▸ Work to do
Write out each line beneath this one exactly as it reads.

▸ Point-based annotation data
— begin —

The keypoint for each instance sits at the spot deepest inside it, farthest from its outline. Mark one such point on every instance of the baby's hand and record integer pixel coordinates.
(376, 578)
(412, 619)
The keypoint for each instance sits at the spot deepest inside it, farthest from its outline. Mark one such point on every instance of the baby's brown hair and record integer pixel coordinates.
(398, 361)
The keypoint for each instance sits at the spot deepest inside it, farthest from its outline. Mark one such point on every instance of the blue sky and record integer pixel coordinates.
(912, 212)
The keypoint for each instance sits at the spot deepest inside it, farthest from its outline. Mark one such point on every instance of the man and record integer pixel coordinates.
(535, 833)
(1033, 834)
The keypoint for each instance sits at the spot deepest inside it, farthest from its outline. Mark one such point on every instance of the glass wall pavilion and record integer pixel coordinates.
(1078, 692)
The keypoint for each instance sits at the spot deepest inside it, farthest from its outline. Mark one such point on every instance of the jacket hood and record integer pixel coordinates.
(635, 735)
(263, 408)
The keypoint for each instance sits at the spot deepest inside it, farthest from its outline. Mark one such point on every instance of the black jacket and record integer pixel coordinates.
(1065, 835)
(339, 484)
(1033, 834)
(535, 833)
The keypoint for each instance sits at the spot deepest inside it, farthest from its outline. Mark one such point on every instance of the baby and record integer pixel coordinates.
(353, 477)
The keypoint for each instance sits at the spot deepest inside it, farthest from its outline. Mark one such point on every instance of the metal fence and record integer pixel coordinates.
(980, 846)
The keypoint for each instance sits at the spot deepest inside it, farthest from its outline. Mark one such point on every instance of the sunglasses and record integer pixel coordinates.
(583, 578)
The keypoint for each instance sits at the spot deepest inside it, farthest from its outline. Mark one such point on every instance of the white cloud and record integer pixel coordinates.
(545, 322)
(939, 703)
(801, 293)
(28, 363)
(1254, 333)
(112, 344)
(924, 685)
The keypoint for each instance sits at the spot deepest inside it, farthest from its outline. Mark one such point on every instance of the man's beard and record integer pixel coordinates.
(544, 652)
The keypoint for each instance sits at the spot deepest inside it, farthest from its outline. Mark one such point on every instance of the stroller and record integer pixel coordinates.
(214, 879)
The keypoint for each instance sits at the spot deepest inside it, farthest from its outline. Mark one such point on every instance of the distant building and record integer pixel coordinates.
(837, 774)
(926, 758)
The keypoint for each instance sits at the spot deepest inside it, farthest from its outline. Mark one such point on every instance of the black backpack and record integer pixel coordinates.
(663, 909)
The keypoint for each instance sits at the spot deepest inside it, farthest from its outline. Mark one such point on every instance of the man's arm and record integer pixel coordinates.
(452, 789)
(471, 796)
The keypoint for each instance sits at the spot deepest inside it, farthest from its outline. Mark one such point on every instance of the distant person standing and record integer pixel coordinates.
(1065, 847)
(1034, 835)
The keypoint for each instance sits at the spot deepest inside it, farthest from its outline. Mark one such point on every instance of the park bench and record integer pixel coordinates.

— end —

▸ Result of this exercise
The keypoint for each instance sits at the spot deepest inside it, farthest from its outline. Mark one such point on every instance of the baby's hand and record integer pixel coordinates.
(376, 578)
(412, 619)
The keypoint for each instance sits at the spot deepest inside it, farthest from its outline. Mark one such point on every instance of the baby's brown hair and record integer pixel coordinates.
(398, 361)
The keypoint for each instance sits at the spot deepest inside it, farthest from its outline. Mark one such point on every instance of the blue sky and record integer pixel coordinates.
(912, 212)
The keypoint for each instance sits at the spot deepest inside it, farthest from its outline. Mark one such point on every instance of the man and record integer pixel coordinates.
(535, 833)
(1033, 834)
The keypoint for each instance sits at the spot deepest inside it, farthest from its outline. Mark one such point on every instance of the glass wall pavilion and record integer pixel coordinates.
(1078, 692)
The keypoint for each instance sits at the spot deepest inside it, farthest from its outline. Mark one such point on every instance of the jacket hood and record integer pixel coordinates.
(635, 735)
(263, 408)
The keypoint for each instance sits at the spot deepest inside it, farthest from its outline. Mark one such point on every instance of the black jacket and record integer pixel coordinates.
(1065, 835)
(339, 484)
(1033, 834)
(535, 833)
The keypoint for each instance sits at the spot deepest inside it, farthest from its outline. Mark one such point on every instance of the baby and record integer pixel coordinates.
(353, 477)
The keypoint for each instance sits at the spot deepest inside it, farthest from its outline. Mark one such point on every instance of the metal fence and record integer pixel coordinates.
(980, 846)
The keypoint for each instance sits at the spot deepest inside it, farthest from its outline. Mark one such point on every instance of the sunglasses and record integer pixel coordinates.
(583, 578)
The keypoint for each instance sits at the spot deepest inside it, farthest from its outline. Mark one such point on every instance of the white cloud and record integer pixel coordinates.
(545, 322)
(939, 703)
(801, 293)
(28, 363)
(1254, 333)
(112, 344)
(924, 685)
The keypoint for each instance sits at the spot deepest inside it, farthest from its outline. Mark one such point on every instance of the man's beard and record integer pixel coordinates.
(544, 652)
The keypoint for each instance sits at the spot deepest inside it, farthest from its outline. Mark one such point on every instance of the stroller and record integer pixel coordinates.
(214, 879)
The keypoint for each instance sits at the spot deepest inside it, farthest from its outline. Mark one such point on every instance of the distant building and record integer pixel coordinates.
(837, 774)
(926, 758)
The keypoint for each instance sits at the spot deepest inside it, farthest from its outline. Mark one such point on every instance of the black backpack and record integer pixel coordinates.
(663, 909)
The keypoint for each instance sits at the spot deepest inside it, farthest from its outline. Mark one such point on every instance of the man's arm and record integer pixel coordinates.
(452, 789)
(471, 796)
The keypoint for each instance sits at the spot deepest inside it, farthest from its outline. Mark one such point on every instance of the distant person standing and record integer pixel coordinates.
(1065, 847)
(1034, 835)
The keypoint for each instance sits at the spot deepest inside it, farthest from its outline. Mark one such point on every instance of the park bench and record integer pixel coordinates.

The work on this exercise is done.